**Try it:**
Restate the last part of the records below word for word, beginning at the line with "of the moored" and ending at the final line.

== Extracted entries ==

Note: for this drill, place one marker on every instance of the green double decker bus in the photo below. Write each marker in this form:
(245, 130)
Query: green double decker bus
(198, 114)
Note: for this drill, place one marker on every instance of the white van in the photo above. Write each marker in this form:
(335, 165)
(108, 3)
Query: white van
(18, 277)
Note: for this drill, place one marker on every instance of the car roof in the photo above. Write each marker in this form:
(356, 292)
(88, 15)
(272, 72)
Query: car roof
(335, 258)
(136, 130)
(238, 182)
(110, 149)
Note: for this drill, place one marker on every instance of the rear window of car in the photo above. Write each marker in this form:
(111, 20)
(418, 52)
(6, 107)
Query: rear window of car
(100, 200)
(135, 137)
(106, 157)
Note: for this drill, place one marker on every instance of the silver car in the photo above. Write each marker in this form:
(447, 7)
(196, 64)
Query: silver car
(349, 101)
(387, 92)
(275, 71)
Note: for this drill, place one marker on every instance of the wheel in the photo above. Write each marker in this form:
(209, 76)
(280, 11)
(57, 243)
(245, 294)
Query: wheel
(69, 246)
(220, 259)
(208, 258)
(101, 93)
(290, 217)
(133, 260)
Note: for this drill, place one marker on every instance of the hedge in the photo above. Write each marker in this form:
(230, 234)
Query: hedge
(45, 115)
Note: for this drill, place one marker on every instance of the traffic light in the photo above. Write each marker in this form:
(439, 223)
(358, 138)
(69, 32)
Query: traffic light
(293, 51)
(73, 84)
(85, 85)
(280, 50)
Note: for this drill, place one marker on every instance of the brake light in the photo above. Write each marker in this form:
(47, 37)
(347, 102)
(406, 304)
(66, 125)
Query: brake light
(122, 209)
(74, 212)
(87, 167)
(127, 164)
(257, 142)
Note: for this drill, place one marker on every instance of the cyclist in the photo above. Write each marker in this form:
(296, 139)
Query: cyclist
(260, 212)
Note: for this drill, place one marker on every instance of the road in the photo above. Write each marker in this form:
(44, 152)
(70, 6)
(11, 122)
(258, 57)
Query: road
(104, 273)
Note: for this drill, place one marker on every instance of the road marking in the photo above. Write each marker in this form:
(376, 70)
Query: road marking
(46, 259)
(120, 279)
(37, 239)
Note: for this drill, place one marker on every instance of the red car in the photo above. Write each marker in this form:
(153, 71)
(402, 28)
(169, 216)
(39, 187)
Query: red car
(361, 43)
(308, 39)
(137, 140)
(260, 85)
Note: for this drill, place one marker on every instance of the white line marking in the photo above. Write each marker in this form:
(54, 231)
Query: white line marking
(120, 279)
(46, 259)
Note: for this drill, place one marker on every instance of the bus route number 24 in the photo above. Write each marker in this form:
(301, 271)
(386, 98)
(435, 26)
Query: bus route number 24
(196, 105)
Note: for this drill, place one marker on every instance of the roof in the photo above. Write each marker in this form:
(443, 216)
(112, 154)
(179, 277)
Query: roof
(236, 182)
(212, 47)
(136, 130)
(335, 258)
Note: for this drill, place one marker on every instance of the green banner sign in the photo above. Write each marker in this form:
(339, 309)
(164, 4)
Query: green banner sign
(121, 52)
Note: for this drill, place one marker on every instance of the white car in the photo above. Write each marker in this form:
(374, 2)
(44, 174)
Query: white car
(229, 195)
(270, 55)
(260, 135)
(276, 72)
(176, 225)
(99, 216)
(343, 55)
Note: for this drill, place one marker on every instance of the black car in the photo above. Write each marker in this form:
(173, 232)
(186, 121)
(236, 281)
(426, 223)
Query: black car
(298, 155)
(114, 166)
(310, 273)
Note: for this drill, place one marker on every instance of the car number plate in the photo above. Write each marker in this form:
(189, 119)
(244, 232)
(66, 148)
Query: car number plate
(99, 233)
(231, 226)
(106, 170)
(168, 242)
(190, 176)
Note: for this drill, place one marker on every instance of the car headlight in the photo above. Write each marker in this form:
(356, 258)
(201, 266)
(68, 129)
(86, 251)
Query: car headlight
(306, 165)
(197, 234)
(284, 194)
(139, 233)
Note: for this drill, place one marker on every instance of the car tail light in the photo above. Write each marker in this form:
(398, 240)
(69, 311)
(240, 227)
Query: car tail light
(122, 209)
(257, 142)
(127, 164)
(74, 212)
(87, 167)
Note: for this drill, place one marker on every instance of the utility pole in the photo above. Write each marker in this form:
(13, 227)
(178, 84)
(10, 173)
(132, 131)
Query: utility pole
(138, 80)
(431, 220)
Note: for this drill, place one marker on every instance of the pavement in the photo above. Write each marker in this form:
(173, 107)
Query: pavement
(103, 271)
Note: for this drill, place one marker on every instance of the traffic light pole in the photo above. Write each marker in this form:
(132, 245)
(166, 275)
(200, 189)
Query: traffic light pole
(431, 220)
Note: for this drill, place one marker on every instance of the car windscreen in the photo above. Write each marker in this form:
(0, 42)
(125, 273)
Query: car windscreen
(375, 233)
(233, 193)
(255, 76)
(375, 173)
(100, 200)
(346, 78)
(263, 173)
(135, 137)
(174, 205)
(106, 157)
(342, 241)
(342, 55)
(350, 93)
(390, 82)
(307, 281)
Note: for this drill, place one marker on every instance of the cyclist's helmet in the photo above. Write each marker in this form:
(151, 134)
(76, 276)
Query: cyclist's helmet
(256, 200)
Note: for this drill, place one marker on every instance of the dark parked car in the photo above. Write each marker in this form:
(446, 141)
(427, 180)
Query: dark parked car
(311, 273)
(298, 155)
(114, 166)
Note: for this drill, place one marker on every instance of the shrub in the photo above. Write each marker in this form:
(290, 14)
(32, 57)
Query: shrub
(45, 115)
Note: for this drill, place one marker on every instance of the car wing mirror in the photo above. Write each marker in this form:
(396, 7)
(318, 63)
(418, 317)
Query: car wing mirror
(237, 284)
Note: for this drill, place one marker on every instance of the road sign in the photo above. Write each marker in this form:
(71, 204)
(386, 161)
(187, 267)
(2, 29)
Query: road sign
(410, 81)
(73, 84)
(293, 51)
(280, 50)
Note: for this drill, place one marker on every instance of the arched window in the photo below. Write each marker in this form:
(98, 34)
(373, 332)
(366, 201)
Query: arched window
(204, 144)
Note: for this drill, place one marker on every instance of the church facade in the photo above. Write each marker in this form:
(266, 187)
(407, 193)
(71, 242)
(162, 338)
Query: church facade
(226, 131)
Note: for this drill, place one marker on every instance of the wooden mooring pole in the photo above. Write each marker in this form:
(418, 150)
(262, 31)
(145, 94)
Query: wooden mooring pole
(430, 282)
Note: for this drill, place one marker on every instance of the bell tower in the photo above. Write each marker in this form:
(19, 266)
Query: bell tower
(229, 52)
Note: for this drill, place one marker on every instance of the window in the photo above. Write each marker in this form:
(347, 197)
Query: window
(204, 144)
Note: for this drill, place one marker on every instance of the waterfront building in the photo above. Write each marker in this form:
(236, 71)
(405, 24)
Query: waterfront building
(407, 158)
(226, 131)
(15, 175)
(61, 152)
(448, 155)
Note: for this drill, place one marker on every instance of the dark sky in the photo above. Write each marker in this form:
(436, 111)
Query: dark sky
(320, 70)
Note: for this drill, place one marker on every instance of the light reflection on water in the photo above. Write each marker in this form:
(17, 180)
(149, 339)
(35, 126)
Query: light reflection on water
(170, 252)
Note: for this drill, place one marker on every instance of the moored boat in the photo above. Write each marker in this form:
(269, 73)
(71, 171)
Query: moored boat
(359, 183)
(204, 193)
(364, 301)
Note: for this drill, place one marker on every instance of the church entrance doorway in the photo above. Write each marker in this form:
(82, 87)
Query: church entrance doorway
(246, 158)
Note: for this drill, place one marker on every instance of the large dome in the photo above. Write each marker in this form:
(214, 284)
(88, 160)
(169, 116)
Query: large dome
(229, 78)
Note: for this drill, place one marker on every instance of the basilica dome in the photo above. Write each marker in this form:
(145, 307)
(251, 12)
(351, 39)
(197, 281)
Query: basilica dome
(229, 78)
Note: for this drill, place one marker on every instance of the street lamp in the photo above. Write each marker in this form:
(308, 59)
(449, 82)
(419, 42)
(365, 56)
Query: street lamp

===

**Response to the exercise:**
Note: for this drill, place one marker on every instance of the moored boat in the photo above. Write each marker in this form:
(269, 73)
(71, 171)
Query: moored boat
(359, 183)
(204, 193)
(364, 301)
Note: for this drill, place one marker on every instance of the church entrance doorway in the photo above. Write each marker in this form:
(82, 87)
Query: church entrance doorway
(246, 158)
Note: for this drill, place one marker on every instance of the large dome in the photo above. Write each marker in this form:
(214, 284)
(88, 160)
(169, 116)
Query: large dome
(229, 78)
Note: for this drill, place one marker on every instance of the basilica dome in the photo above. Write each marker in this form:
(145, 307)
(251, 12)
(351, 39)
(197, 281)
Query: basilica dome
(229, 78)
Note: for this drill, place one marker on every instance of the street lamp in the photo above. Write each marker in this form:
(308, 59)
(449, 82)
(419, 42)
(365, 56)
Query: street lamp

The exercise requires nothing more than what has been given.